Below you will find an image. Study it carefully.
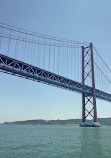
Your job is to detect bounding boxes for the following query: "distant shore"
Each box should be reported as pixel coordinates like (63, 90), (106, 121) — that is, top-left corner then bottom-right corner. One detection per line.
(3, 118), (111, 126)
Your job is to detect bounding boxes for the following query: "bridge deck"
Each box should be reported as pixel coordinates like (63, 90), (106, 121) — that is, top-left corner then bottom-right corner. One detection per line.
(0, 54), (111, 102)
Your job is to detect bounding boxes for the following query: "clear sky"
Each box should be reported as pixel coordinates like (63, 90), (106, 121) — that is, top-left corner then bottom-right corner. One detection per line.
(0, 0), (111, 122)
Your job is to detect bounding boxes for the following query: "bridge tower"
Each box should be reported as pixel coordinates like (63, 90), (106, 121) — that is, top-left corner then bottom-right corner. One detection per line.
(82, 43), (97, 126)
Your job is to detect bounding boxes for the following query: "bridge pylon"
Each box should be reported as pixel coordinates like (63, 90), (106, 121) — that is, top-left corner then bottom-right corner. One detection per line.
(82, 43), (98, 126)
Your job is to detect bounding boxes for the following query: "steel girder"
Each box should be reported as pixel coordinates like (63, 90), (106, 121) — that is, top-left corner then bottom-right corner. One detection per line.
(0, 54), (111, 102)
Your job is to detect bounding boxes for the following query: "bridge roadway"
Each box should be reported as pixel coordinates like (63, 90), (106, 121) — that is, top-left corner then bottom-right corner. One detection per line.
(0, 54), (111, 102)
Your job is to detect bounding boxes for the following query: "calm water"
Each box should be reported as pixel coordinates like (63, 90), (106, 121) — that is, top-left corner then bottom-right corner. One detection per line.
(0, 125), (111, 158)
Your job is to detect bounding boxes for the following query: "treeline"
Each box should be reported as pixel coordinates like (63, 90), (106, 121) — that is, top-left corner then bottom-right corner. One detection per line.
(4, 118), (111, 126)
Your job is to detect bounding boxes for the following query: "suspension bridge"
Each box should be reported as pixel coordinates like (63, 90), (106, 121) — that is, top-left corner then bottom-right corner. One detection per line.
(0, 23), (111, 124)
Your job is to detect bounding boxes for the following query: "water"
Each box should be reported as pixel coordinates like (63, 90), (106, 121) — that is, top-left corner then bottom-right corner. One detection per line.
(0, 125), (111, 158)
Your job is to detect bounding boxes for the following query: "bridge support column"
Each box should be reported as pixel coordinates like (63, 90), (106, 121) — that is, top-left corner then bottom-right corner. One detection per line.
(82, 43), (97, 126)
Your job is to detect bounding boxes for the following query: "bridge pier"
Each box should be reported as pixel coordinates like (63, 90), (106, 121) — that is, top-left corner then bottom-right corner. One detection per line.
(81, 43), (100, 127)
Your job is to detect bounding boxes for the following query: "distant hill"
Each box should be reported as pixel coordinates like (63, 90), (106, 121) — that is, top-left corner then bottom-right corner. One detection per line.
(4, 118), (111, 126)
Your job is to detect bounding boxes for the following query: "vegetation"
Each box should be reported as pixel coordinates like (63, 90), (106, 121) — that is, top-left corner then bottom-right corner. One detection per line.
(4, 118), (111, 126)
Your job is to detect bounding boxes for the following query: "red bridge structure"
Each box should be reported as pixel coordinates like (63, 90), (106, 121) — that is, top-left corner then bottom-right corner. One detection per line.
(0, 23), (111, 127)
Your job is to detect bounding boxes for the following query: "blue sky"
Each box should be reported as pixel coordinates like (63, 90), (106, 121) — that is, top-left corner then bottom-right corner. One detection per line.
(0, 0), (111, 122)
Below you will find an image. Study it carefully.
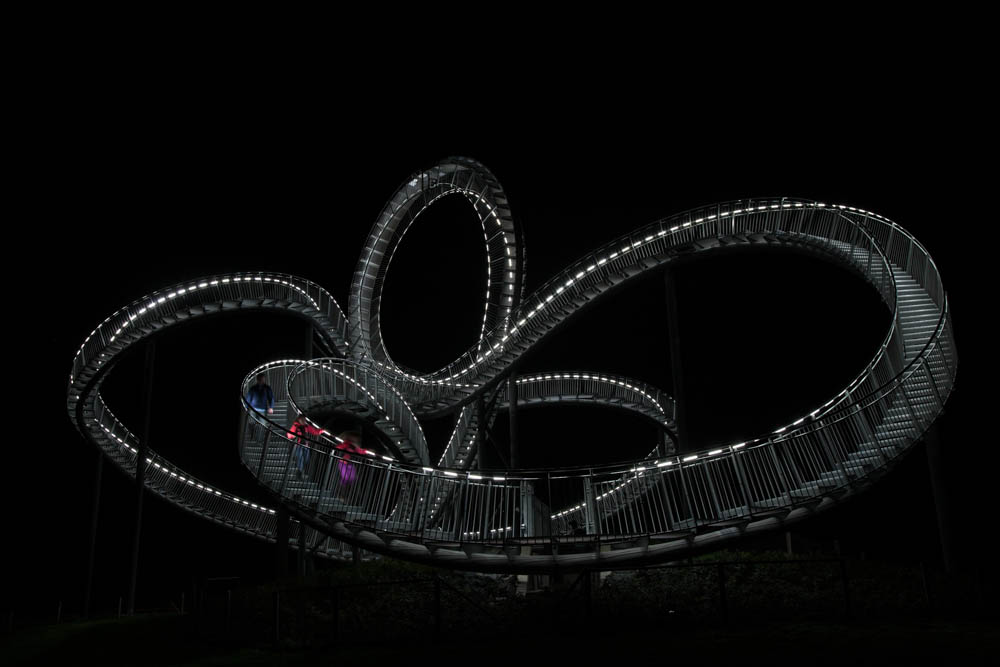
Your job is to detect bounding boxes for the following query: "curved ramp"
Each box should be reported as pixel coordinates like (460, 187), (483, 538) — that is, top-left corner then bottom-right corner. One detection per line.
(68, 158), (957, 571)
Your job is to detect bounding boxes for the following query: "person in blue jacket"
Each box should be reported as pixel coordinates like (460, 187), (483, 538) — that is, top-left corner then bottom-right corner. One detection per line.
(247, 373), (274, 440)
(247, 373), (274, 415)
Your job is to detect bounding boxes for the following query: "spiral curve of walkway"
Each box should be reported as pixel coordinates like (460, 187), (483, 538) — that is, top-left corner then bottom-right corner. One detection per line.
(67, 158), (958, 572)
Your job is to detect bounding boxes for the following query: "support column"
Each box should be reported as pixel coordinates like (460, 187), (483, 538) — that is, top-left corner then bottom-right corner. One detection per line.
(275, 503), (291, 577)
(924, 424), (956, 575)
(663, 267), (690, 452)
(507, 374), (521, 470)
(296, 521), (308, 579)
(83, 449), (104, 618)
(478, 394), (487, 470)
(127, 340), (156, 616)
(303, 322), (313, 361)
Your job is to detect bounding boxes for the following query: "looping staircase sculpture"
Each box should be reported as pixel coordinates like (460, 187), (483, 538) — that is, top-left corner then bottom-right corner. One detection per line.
(67, 158), (958, 572)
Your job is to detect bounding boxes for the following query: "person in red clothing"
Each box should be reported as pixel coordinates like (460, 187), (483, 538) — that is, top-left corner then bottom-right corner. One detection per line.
(335, 431), (365, 496)
(288, 414), (326, 479)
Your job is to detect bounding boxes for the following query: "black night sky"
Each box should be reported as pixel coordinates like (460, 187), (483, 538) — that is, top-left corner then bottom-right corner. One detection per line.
(13, 85), (995, 620)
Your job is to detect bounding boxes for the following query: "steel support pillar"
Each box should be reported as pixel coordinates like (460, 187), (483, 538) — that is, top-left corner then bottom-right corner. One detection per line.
(127, 340), (156, 616)
(303, 322), (313, 361)
(275, 503), (291, 577)
(663, 266), (690, 452)
(924, 424), (956, 575)
(507, 368), (521, 470)
(83, 449), (104, 618)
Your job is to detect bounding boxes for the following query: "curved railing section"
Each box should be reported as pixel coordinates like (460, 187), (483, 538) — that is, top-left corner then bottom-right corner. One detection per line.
(67, 273), (360, 558)
(68, 158), (957, 571)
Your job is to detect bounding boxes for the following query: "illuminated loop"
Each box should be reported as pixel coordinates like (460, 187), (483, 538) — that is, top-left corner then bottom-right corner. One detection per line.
(67, 158), (957, 572)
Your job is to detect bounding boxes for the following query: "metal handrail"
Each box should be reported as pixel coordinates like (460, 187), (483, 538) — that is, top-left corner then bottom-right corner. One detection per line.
(67, 158), (957, 570)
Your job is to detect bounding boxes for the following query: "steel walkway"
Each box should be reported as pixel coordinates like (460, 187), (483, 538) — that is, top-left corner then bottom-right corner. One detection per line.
(67, 158), (957, 572)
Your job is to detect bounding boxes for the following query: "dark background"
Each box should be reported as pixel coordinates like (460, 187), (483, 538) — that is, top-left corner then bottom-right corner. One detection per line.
(11, 78), (995, 620)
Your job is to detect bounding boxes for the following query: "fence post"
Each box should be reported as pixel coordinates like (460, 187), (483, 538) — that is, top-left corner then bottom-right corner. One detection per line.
(716, 563), (729, 625)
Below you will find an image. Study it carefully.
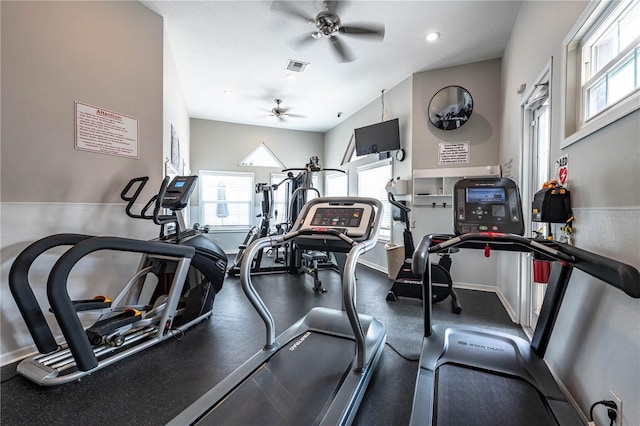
------------
### Task requirements
Find each line in the data above that contains the word "walkway" and copy every such line.

### The result
Your job is to detect bounding boxes for the following query: "spiral curve of walkway"
Your job is to detect bounding boxes for the following query: "steel walkway"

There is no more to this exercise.